* INPUT RECORDS
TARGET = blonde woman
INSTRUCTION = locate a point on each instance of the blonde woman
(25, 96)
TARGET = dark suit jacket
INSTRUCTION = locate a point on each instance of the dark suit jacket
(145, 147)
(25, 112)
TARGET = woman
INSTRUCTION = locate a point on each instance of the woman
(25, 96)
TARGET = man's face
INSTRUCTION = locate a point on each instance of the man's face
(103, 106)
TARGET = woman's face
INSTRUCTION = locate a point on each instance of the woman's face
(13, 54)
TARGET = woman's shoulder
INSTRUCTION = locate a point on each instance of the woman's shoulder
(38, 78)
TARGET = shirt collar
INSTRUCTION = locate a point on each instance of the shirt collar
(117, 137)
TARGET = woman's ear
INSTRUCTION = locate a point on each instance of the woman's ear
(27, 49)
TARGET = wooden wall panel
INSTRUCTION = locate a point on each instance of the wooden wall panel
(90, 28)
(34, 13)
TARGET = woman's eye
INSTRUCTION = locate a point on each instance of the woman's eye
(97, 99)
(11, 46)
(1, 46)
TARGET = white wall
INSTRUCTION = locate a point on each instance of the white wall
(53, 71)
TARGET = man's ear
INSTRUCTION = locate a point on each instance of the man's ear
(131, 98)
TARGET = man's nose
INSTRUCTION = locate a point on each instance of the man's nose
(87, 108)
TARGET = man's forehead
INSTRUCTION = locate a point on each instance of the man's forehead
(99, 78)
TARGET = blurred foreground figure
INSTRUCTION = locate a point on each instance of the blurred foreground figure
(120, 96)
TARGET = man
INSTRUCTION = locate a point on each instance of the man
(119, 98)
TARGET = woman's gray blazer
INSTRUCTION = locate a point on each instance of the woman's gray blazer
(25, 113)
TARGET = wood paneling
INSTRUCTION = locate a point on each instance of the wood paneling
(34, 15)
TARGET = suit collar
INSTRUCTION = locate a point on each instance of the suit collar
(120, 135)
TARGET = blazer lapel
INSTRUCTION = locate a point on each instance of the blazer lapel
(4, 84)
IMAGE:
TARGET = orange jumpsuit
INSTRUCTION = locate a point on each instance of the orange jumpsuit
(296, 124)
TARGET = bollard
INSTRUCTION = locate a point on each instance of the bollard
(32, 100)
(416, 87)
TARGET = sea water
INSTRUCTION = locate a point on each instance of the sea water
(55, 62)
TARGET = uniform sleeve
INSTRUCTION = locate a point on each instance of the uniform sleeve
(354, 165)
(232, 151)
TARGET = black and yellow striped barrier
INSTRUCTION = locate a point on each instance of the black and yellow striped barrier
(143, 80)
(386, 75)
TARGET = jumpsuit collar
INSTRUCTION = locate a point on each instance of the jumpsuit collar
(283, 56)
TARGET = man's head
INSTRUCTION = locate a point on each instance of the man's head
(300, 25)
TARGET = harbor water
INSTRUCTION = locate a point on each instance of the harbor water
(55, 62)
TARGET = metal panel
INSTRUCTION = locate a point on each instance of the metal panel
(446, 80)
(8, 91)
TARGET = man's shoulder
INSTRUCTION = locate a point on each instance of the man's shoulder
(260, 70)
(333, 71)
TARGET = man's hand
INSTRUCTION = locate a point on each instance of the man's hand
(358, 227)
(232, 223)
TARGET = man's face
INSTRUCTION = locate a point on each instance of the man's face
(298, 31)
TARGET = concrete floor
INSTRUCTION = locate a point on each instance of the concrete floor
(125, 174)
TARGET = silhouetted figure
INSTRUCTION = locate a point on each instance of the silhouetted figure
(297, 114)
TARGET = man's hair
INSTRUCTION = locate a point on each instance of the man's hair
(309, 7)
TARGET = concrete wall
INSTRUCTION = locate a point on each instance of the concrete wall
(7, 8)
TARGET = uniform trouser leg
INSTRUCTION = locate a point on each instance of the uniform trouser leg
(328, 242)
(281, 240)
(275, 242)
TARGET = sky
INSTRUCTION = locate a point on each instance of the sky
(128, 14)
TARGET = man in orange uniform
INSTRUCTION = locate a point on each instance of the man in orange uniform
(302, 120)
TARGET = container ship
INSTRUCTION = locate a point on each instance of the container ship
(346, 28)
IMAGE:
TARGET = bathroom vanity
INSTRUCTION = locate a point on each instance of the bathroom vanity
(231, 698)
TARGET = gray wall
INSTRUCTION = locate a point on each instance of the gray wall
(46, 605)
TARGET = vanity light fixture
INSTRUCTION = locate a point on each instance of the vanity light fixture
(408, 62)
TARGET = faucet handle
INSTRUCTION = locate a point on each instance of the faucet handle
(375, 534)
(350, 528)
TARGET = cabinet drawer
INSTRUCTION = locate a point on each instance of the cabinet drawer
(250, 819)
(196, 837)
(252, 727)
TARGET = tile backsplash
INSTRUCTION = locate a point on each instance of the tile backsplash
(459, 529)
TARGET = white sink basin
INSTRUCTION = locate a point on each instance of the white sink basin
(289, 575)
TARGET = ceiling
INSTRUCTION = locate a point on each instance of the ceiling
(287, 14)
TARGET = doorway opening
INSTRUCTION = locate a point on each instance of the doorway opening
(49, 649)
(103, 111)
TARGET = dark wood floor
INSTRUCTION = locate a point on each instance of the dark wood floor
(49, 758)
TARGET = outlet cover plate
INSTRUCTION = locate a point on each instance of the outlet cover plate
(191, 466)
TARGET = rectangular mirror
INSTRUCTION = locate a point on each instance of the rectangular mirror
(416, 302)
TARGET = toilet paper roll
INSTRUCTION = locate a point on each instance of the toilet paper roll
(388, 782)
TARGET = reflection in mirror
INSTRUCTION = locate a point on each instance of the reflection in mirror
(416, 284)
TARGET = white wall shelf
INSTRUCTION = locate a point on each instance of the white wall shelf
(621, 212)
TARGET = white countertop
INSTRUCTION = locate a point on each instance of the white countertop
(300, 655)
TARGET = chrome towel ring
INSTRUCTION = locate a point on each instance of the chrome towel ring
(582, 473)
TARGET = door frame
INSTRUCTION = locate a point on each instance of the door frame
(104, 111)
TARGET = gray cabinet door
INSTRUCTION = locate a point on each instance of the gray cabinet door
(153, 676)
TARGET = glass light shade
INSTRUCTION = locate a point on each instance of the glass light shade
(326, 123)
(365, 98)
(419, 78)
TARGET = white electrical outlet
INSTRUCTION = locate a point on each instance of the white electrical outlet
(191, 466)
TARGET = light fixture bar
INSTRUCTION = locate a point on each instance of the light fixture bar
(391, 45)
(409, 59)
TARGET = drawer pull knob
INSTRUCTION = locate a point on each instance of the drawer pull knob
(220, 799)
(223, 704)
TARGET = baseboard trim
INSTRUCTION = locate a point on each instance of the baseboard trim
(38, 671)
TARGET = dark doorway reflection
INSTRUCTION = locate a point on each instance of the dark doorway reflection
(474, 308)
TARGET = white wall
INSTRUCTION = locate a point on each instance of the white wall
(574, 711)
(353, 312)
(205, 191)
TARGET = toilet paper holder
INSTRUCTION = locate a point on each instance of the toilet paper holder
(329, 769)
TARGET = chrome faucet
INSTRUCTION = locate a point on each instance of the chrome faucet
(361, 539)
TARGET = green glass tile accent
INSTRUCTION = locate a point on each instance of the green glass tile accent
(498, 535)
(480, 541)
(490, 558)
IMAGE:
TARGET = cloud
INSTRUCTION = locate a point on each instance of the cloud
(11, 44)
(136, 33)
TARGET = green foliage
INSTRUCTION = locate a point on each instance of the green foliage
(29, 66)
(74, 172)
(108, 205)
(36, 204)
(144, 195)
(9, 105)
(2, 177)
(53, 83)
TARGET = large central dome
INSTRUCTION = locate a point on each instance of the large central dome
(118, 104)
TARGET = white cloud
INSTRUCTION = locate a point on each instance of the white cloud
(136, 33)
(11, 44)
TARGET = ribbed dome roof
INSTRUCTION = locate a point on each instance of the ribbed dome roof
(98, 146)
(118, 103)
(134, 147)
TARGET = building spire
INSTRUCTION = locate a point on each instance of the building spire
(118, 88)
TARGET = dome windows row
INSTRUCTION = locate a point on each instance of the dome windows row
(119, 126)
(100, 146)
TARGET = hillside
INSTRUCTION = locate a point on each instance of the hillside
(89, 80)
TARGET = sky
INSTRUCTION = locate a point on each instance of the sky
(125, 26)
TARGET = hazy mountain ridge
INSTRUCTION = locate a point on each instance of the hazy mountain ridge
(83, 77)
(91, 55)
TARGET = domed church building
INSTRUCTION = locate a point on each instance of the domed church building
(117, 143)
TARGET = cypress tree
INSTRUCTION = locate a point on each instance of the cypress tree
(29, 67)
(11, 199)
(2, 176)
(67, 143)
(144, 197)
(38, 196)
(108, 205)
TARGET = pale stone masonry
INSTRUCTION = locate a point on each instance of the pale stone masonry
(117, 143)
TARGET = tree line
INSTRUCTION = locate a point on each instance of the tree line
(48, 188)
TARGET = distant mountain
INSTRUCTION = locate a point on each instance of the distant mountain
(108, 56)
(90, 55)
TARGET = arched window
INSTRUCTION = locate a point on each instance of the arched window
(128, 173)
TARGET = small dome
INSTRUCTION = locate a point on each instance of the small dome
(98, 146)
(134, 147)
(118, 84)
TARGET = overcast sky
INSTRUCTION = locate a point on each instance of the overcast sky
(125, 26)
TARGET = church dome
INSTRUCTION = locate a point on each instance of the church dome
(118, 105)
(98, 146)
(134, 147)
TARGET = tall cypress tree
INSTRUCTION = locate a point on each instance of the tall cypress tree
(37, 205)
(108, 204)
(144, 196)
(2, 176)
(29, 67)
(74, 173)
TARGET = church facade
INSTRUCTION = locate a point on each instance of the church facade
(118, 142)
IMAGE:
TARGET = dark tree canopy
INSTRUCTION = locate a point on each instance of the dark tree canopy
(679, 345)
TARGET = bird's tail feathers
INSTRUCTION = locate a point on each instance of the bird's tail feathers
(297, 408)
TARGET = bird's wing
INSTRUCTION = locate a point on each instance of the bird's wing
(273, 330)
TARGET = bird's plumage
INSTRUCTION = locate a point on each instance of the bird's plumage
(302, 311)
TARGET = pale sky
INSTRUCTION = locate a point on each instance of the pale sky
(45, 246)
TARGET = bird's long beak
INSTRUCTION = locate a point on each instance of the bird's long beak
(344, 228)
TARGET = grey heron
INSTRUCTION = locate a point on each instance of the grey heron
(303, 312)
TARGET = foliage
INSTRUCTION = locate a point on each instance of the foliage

* WRITTEN INSTRUCTION
Lines from the one containing "TARGET = cypress tree" through the final line are to be given again verbatim, with nothing before or after.

* ANSWER TO THIS EXERCISE
TARGET = cypress tree
INSTRUCTION = locate a point on each instance of the cypress tree
(29, 67)
(11, 199)
(2, 176)
(67, 143)
(144, 197)
(38, 196)
(108, 205)
TARGET = pale stone masonry
INSTRUCTION = locate a point on each instance of the pale stone masonry
(117, 143)
TARGET = tree line
INSTRUCTION = locate a point on each instance of the tree line
(48, 188)
TARGET = distant mountain
INSTRUCTION = locate a point on each instance of the distant mountain
(108, 56)
(90, 55)
TARGET = arched window
INSTRUCTION = locate a point on each instance of the arched window
(128, 173)
TARGET = small dome
INSTRUCTION = locate a point on each instance of the small dome
(98, 146)
(134, 147)
(118, 84)
TARGET = overcast sky
INSTRUCTION = locate a point on each instance of the overcast sky
(125, 26)
TARGET = church dome
INSTRUCTION = locate a point on each instance of the church dome
(118, 105)
(98, 146)
(134, 147)
TARGET = tall cypress tree
INSTRUCTION = locate a point on each instance of the tall cypress tree
(37, 205)
(108, 204)
(144, 196)
(2, 176)
(29, 67)
(74, 173)
TARGET = church facade
INSTRUCTION = locate a point on each instance of the church facade
(118, 142)
IMAGE:
TARGET = dark tree canopy
INSTRUCTION = locate a point on each instance of the dark tree canopy
(679, 345)
TARGET = bird's tail feathers
INSTRUCTION = locate a point on each instance of the bird's tail feathers
(297, 408)
TARGET = bird's wing
INSTRUCTION = locate a point on each instance of the bird's wing
(273, 330)
TARGET = bird's plumage
INSTRUCTION = locate a point on each instance of the bird's plumage
(302, 311)
TARGET = pale sky
INSTRUCTION = locate a point on each instance of the pale sky
(45, 246)
TARGET = bird's long beak
INSTRUCTION = locate a point on each instance of the bird's long beak
(344, 228)
TARGET = grey heron
INSTRUCTION = locate a point on each instance of the grey heron
(303, 312)
TARGET = foliage
INSTRUCTION = locate a point on each instance of the foliage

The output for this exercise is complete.